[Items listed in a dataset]
········

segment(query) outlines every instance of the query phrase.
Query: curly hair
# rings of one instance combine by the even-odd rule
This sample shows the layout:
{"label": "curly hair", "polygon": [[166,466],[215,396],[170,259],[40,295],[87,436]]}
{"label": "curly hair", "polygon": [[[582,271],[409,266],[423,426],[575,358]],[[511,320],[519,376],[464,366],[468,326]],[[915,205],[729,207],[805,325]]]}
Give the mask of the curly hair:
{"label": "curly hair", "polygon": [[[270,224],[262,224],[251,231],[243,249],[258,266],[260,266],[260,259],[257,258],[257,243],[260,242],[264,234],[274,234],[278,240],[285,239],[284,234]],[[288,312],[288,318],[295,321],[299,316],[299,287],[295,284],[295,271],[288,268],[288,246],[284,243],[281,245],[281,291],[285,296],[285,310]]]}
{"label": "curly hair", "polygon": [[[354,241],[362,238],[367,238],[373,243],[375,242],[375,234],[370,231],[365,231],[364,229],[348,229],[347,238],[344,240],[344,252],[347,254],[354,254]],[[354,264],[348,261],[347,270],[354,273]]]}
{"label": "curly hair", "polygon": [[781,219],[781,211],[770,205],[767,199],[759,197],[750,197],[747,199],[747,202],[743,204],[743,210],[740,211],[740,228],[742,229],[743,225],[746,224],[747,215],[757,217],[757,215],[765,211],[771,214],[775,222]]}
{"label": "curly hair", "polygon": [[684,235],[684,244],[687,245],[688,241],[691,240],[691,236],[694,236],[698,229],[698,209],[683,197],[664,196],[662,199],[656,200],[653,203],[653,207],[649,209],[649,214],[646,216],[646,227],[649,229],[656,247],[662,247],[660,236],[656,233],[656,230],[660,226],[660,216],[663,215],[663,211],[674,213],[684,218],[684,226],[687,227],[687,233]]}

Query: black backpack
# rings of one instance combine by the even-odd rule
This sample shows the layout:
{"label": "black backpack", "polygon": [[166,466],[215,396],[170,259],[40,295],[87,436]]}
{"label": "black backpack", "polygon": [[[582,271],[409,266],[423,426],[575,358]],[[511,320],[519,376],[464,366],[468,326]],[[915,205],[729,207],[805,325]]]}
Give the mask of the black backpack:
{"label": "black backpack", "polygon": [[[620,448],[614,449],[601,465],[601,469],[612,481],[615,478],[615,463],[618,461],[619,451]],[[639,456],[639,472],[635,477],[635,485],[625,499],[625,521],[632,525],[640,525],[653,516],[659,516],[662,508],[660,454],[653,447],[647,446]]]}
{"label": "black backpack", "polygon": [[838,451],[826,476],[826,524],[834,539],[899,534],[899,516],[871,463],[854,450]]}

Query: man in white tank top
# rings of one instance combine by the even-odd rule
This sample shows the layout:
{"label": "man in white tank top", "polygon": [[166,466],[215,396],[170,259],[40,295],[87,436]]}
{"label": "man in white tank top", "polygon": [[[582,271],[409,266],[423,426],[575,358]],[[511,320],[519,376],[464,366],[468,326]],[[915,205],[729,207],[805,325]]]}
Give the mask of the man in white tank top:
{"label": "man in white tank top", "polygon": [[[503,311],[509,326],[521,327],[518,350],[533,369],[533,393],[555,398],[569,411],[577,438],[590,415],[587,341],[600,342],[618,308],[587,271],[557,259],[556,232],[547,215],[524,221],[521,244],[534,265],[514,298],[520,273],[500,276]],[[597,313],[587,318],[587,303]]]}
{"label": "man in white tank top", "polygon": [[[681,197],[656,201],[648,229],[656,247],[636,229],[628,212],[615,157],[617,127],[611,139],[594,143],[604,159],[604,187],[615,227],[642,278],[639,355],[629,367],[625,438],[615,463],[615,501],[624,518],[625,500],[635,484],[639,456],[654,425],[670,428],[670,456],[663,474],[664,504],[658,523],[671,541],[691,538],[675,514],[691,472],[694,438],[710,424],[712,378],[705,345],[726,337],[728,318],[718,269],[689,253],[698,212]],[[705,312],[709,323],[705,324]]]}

········

▸ **Task objective**:
Produce an exact copy of the entries above.

▸ **Solved problem**:
segment(query) outlines every instance of the query phrase.
Query: curly hair
# rings of one instance combine by the even-odd rule
This sample shows the layout:
{"label": "curly hair", "polygon": [[166,466],[215,396],[170,259],[40,295],[87,436]]}
{"label": "curly hair", "polygon": [[[582,271],[409,266],[423,426],[575,358]],[[511,320],[519,376],[464,366],[468,326]],[[915,205],[729,207],[805,325]]]}
Give the mask of the curly hair:
{"label": "curly hair", "polygon": [[[270,224],[262,224],[251,231],[243,249],[258,266],[260,266],[260,259],[257,258],[257,243],[260,242],[264,234],[274,234],[278,240],[285,239],[284,234]],[[288,312],[288,318],[295,321],[299,316],[299,287],[295,284],[295,271],[288,268],[288,246],[284,243],[281,245],[281,291],[285,296],[285,310]]]}
{"label": "curly hair", "polygon": [[[354,241],[362,238],[367,238],[373,243],[375,242],[375,234],[370,231],[365,231],[364,229],[348,229],[347,238],[344,240],[344,252],[347,254],[354,254]],[[354,264],[348,261],[347,270],[354,273]]]}
{"label": "curly hair", "polygon": [[781,219],[781,211],[770,205],[767,199],[759,197],[750,197],[747,199],[747,202],[743,204],[743,210],[740,211],[740,228],[742,229],[743,225],[746,224],[747,215],[757,217],[757,215],[765,211],[771,214],[775,222]]}
{"label": "curly hair", "polygon": [[684,235],[684,244],[687,245],[688,241],[691,240],[691,236],[694,236],[698,229],[698,209],[683,197],[664,196],[662,199],[656,200],[653,203],[653,207],[649,209],[649,214],[646,216],[646,227],[649,229],[656,247],[662,247],[660,236],[656,233],[656,230],[660,226],[660,216],[663,215],[663,211],[674,213],[684,218],[684,226],[687,227],[687,233]]}

Query: black backpack
# rings of one instance combine by the even-odd rule
This sample shows the layout:
{"label": "black backpack", "polygon": [[166,466],[215,396],[170,259],[40,295],[87,436]]}
{"label": "black backpack", "polygon": [[[582,271],[409,266],[423,426],[575,358]],[[511,320],[519,376],[464,366],[468,326]],[[915,205],[729,207],[805,325]]]}
Give the mask of the black backpack:
{"label": "black backpack", "polygon": [[[620,448],[614,449],[601,465],[601,469],[612,481],[615,478],[615,463],[618,461],[619,451]],[[639,456],[639,472],[635,477],[635,485],[625,499],[625,521],[632,525],[640,525],[653,516],[659,516],[662,508],[660,454],[653,447],[647,446]]]}
{"label": "black backpack", "polygon": [[838,451],[826,476],[826,524],[834,539],[899,534],[899,516],[871,463],[854,450]]}

Query: man in white tank top
# rings of one instance combine by the even-odd rule
This sample shows the layout:
{"label": "man in white tank top", "polygon": [[166,466],[215,396],[170,259],[40,295],[87,436]]}
{"label": "man in white tank top", "polygon": [[[582,271],[409,266],[423,426],[575,358]],[[511,320],[519,376],[464,366],[468,326]],[[915,205],[729,207],[805,325]]]}
Give the mask of the man in white tank top:
{"label": "man in white tank top", "polygon": [[[503,311],[509,326],[521,327],[518,350],[533,369],[533,393],[555,398],[569,411],[577,438],[590,415],[587,341],[600,342],[618,308],[587,271],[557,259],[556,232],[547,215],[524,221],[521,244],[534,265],[514,298],[520,273],[500,276]],[[597,313],[587,318],[587,303]]]}
{"label": "man in white tank top", "polygon": [[[681,197],[656,201],[648,229],[656,247],[636,229],[628,212],[615,157],[617,127],[611,139],[594,143],[604,159],[604,187],[615,227],[642,278],[639,355],[629,367],[625,438],[615,463],[615,501],[624,518],[625,500],[635,484],[639,456],[654,425],[670,428],[670,456],[663,474],[664,504],[658,523],[671,541],[691,538],[675,514],[691,472],[694,438],[710,424],[712,378],[705,345],[726,337],[728,318],[718,269],[689,253],[698,212]],[[705,312],[709,323],[705,324]]]}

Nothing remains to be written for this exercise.